Your task: Count the lines in the records below that contain the string "white", treating uppercase and lowercase letters as distinct. Give only the number.

Exercise inputs:
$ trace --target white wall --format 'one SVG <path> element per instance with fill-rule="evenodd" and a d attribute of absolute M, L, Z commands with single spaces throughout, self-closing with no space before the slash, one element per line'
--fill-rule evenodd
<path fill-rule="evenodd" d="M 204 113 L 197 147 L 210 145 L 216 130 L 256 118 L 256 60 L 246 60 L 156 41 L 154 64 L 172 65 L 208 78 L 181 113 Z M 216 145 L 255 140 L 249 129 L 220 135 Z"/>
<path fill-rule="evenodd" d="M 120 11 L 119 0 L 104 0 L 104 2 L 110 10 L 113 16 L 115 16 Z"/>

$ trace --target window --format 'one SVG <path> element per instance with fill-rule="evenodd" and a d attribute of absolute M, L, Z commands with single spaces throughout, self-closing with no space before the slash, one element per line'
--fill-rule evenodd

* * *

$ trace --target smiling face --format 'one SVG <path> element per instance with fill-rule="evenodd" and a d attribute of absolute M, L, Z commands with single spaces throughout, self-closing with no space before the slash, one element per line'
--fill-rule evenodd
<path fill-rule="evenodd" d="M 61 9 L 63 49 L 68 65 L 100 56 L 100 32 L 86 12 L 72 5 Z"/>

Solution for this problem: 1